**EXERCISE MATERIALS**
= Beginning of Section =
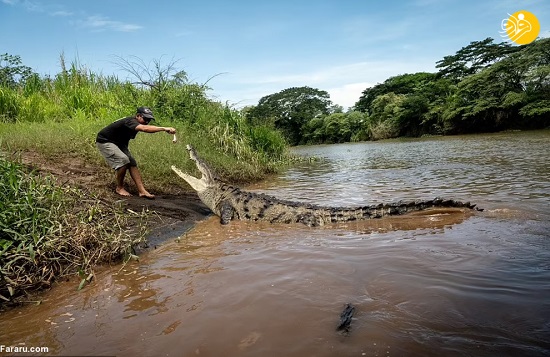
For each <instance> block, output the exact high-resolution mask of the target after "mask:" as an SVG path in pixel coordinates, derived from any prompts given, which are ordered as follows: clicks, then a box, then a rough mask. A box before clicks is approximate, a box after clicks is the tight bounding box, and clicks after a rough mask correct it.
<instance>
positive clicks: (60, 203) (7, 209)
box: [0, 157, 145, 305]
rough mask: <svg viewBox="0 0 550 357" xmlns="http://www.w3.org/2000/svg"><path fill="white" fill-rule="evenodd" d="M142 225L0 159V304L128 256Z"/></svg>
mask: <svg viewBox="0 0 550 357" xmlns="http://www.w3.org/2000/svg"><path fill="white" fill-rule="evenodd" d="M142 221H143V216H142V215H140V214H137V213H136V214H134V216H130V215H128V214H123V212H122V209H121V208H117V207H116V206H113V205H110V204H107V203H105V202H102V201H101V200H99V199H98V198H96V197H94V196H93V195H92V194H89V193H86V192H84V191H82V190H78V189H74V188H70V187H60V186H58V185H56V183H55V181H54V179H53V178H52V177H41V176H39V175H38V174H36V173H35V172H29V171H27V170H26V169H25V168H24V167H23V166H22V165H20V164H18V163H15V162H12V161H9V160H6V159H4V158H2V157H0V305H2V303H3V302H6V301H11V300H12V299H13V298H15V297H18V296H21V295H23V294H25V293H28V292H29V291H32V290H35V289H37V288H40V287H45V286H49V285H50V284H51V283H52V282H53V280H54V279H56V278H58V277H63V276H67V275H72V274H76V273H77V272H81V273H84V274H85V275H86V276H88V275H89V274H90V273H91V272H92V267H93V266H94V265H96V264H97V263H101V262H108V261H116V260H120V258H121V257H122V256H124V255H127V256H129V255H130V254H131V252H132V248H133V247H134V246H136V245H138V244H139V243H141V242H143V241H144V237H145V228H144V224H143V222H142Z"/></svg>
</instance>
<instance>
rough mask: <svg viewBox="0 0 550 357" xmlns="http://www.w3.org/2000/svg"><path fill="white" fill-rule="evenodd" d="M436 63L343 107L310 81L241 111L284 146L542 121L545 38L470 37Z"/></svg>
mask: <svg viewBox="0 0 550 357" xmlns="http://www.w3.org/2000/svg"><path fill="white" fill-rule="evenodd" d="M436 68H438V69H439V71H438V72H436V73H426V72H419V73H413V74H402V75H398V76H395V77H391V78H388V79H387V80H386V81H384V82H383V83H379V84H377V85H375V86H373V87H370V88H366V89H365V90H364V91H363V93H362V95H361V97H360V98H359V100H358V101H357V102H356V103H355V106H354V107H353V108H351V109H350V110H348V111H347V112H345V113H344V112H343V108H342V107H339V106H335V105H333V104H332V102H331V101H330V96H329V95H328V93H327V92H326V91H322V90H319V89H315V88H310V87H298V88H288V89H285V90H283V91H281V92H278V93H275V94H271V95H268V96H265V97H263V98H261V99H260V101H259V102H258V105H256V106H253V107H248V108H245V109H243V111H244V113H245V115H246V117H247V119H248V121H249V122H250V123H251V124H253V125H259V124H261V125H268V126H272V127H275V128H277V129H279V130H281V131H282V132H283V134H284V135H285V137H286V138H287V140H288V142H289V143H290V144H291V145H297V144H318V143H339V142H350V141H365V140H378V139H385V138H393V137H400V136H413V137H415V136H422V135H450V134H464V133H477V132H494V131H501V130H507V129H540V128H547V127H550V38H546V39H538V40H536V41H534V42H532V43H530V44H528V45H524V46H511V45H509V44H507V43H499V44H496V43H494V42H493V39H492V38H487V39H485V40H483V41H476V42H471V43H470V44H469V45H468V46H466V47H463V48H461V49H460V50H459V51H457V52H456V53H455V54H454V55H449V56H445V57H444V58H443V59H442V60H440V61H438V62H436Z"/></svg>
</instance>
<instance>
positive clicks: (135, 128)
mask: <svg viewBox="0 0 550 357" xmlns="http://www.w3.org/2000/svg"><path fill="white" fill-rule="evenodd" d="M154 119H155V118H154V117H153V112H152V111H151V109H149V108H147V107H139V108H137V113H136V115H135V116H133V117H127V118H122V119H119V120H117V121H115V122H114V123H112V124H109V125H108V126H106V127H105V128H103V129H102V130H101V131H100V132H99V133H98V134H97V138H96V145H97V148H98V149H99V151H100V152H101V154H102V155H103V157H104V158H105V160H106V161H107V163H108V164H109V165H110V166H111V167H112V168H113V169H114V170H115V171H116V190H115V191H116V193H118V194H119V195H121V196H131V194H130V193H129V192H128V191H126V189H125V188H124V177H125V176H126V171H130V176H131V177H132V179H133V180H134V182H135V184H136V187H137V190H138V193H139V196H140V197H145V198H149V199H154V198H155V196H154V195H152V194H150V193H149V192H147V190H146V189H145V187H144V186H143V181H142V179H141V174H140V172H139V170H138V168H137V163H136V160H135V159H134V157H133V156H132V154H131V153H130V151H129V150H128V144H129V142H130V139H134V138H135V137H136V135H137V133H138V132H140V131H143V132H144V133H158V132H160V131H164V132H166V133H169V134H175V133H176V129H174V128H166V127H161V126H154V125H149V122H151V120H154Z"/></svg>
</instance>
= End of Section =
Give again, please, precisely the lines that begin the records and run through the line with "box: [0, 157, 145, 305]" in it, keeping both end lines and dropping any pictures.

For each <instance> block, output the exact high-resolution mask of the target after "mask:" as an SVG path in pixel coordinates, derived from any prompts given, which are ordered as follows: clicks, then a box, then a rough mask. A box before clicks is approximate, a box after clicks is the tight bounding box, and clicks after a rough mask correct it.
<instance>
positive clicks: (60, 203) (7, 209)
box: [0, 157, 145, 305]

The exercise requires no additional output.